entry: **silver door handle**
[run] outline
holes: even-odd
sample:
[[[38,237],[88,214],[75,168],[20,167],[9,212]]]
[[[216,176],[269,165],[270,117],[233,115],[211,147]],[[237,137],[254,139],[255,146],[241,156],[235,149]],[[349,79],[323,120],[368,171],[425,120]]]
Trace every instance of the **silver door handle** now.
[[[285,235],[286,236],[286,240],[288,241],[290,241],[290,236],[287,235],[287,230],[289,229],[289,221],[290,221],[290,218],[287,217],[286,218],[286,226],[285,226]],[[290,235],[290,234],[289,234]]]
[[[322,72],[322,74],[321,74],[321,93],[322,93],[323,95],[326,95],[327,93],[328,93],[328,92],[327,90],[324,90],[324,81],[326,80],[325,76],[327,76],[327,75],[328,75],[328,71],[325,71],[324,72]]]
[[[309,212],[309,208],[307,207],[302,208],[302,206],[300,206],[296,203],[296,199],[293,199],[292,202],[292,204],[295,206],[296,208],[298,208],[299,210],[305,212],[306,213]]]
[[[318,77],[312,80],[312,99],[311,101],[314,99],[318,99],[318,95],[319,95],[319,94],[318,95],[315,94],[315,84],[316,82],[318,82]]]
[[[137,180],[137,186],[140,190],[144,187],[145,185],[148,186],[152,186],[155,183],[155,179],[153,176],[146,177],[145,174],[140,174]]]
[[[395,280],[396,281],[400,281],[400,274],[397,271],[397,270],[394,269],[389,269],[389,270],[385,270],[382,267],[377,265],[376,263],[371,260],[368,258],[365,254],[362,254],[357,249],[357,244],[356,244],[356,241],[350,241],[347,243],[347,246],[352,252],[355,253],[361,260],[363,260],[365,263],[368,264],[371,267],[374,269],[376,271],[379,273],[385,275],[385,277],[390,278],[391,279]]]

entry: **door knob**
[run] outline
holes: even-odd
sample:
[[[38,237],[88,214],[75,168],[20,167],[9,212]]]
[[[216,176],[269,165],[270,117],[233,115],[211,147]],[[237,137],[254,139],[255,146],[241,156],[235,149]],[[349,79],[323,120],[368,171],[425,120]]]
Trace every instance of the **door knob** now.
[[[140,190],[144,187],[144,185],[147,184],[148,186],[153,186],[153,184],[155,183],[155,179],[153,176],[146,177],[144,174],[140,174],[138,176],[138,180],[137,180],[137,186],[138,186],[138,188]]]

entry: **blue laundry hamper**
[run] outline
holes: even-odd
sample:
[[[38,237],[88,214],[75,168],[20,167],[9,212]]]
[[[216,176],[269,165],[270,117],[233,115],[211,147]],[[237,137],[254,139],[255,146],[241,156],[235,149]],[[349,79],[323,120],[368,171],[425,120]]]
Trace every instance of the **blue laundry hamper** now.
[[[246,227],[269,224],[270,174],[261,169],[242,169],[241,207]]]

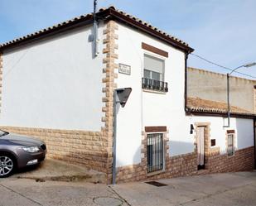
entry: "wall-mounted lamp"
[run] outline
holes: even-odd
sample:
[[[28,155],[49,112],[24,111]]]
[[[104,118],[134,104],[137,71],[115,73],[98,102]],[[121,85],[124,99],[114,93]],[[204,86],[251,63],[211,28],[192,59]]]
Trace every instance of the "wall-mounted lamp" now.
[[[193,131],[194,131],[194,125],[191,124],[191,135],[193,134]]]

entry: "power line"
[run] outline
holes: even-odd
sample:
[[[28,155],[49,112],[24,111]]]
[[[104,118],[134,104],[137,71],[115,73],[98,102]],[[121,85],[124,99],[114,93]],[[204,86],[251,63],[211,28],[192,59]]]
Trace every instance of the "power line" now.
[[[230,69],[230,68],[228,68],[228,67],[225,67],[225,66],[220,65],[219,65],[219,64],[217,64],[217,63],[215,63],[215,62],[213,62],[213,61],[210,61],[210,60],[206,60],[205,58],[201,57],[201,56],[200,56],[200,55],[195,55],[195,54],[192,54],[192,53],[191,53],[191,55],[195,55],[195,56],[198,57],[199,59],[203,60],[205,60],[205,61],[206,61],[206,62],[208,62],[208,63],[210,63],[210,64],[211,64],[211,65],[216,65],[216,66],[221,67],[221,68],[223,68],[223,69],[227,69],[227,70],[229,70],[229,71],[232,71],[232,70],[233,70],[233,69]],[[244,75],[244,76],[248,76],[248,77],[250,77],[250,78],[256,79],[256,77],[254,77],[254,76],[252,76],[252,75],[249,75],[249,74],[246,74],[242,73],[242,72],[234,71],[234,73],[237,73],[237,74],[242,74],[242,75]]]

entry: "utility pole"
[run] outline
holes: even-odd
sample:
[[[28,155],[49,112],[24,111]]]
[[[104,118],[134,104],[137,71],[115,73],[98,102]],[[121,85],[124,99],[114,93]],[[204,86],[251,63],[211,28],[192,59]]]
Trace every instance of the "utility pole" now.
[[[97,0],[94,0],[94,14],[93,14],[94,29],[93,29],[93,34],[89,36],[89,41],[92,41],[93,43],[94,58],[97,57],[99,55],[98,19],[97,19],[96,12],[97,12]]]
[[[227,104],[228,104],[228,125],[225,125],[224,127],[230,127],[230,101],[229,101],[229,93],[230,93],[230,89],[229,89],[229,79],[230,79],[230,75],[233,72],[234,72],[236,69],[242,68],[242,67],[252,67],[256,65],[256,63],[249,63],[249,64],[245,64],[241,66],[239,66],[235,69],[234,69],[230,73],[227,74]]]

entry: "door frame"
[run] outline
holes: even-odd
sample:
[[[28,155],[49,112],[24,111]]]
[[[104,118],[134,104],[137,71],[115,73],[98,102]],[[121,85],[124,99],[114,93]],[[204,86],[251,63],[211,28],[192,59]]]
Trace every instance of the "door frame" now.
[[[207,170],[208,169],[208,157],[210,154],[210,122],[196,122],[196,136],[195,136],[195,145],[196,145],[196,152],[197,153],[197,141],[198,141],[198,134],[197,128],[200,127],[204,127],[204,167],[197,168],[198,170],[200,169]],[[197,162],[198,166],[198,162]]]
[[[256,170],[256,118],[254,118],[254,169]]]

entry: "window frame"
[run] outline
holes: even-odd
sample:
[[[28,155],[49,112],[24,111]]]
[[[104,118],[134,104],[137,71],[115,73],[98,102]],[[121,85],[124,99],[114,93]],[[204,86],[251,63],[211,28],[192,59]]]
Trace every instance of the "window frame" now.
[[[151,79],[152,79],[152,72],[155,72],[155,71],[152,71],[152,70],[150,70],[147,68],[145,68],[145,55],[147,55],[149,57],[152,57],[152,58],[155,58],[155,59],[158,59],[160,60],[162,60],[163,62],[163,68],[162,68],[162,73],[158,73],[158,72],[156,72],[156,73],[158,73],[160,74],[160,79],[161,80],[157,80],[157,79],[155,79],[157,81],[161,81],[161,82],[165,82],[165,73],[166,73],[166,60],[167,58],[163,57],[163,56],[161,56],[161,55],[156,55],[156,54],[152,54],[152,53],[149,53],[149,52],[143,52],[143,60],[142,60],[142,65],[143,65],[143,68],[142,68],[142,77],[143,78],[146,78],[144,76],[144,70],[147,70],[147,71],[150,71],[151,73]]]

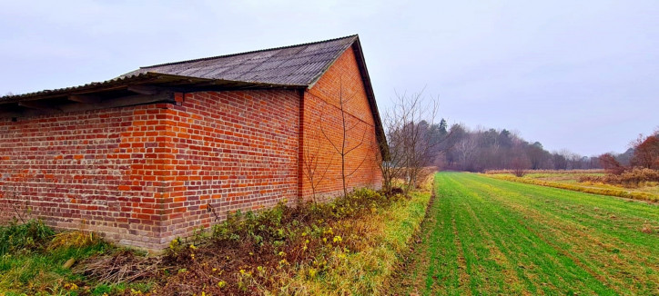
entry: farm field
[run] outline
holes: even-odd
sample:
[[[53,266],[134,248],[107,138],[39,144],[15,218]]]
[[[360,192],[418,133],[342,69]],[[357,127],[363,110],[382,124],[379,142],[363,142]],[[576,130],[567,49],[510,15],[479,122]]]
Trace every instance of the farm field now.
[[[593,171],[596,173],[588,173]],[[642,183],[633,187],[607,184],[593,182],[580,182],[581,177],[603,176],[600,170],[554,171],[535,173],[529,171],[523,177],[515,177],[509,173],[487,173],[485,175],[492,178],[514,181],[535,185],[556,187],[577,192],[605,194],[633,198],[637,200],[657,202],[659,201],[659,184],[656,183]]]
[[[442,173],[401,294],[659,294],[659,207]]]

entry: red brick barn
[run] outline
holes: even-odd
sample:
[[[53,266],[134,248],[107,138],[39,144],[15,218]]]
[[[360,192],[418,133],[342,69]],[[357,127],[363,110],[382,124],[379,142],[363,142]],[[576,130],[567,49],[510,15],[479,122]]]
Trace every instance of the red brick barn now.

• [Problem]
Rewrite everything from the line containing "entry: **door knob**" down to the line containing "[[[193,131],[194,131],[194,125],[191,124],[191,135],[193,134]]]", changing "Trace" to "Mark" and keeping all else the same. Leave the pictures out.

• [Result]
entry: **door knob**
[run] outline
holes: even-odd
sample:
[[[38,237],[88,214],[75,168],[20,167],[9,212]]]
[[[216,176],[269,165],[270,117],[233,115],[211,147]],[[237,137],[254,139],[255,146],[241,156],[235,149]],[[349,79],[323,120],[368,171],[425,120]]]
Mark every instance of the **door knob** now.
[[[140,190],[144,187],[144,185],[147,184],[148,186],[153,186],[153,184],[155,183],[155,179],[153,176],[146,177],[144,174],[140,174],[138,176],[138,180],[137,180],[137,186],[138,186],[138,188]]]

entry: **blue laundry hamper**
[run] outline
holes: even-odd
sample:
[[[38,237],[88,214],[75,168],[20,167],[9,212]]]
[[[216,176],[269,165],[270,117],[233,115],[211,147]],[[237,137],[254,139],[255,146],[241,156],[235,149]],[[349,79],[323,120],[368,171],[425,120]]]
Mark every instance of the **blue laundry hamper** now.
[[[246,227],[269,224],[270,174],[261,169],[242,169],[241,207]]]

entry: "wall-mounted lamp"
[run] outline
holes: even-odd
sample:
[[[28,155],[49,112],[24,111]]]
[[[104,118],[134,104],[137,71],[115,73],[98,102]],[[121,85],[124,99],[114,93]],[[204,86],[251,63],[211,28],[192,59]]]
Mark every instance of the "wall-mounted lamp" now.
[[[193,131],[194,131],[194,125],[191,124],[191,135],[193,134]]]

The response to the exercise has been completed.